The course will be given concurrently with an architectural course, Design with Virtual Reality. (The course will possibly have a practicum for an additional 2 credits).

Class maximum: 15-18 students (1/3 architecture, 2/3 computer science).


Donald Greenberg

Donald Greenberg, the Jacob Gould Schurman Professor of Computer Graphics, has been researching and teaching in the field of computer graphics since 1966. During the last 15 years, he has been primarily concerned with research advancing the state-of-the-art in computer graphics and with utilizing these techniques as they may be applied to a variety of disciplines. His specialties include real time realistic image generation, color science, and computer-aided architectural design. He presently teaches the computer graphics courses in Computer Science, computer-aided design for the Department of Architecture, computer animation for the Department of Art, and technology strategy in the Business School. He received his B.C.E. from Cornell in 1958 and his Ph.D. in 1968. Greenberg also studied at Columbia University.

→ DATASET SECTION
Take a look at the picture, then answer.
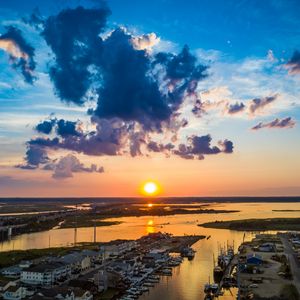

→ WORK INSTRUCTIONS
• A. In the passage about the course and Donald Greenberg, give the lines between "Donald Greenberg, the" and "at Columbia University.", inclusive, and change "real time" to "real-time".
• B. Summarize the passage about the course and Donald Greenberg in two sentences.
• C. According to the passage about the course and Donald Greenberg, in what year did Greenberg receive his B.C.E. from Cornell?

→ TASK ANSWERS
• A.
Donald Greenberg, the Jacob Gould Schurman Professor of Computer Graphics, has been researching and teaching in the field of computer graphics since 1966. During the last 15 years, he has been primarily concerned with research advancing the state-of-the-art in computer graphics and with utilizing these techniques as they may be applied to a variety of disciplines. His specialties include real-time realistic image generation, color science, and computer-aided architectural design. He presently teaches the computer graphics courses in Computer Science, computer-aided design for the Department of Architecture, computer animation for the Department of Art, and technology strategy in the Business School. He received his B.C.E. from Cornell in 1958 and his Ph.D. in 1968. Greenberg also studied at Columbia University.

• B. The course will be taught concurrently with the architectural course Design with Virtual Reality and is capped at 15-18 students, one-third from architecture and two-thirds from computer science. Donald Greenberg, the Jacob Gould Schurman Professor of Computer Graphics, has researched and taught computer graphics since 1966, specializing in real time realistic image generation, color science, and computer-aided architectural design, and he teaches courses in Computer Science, Architecture, Art, and the Business School.

• C. 1958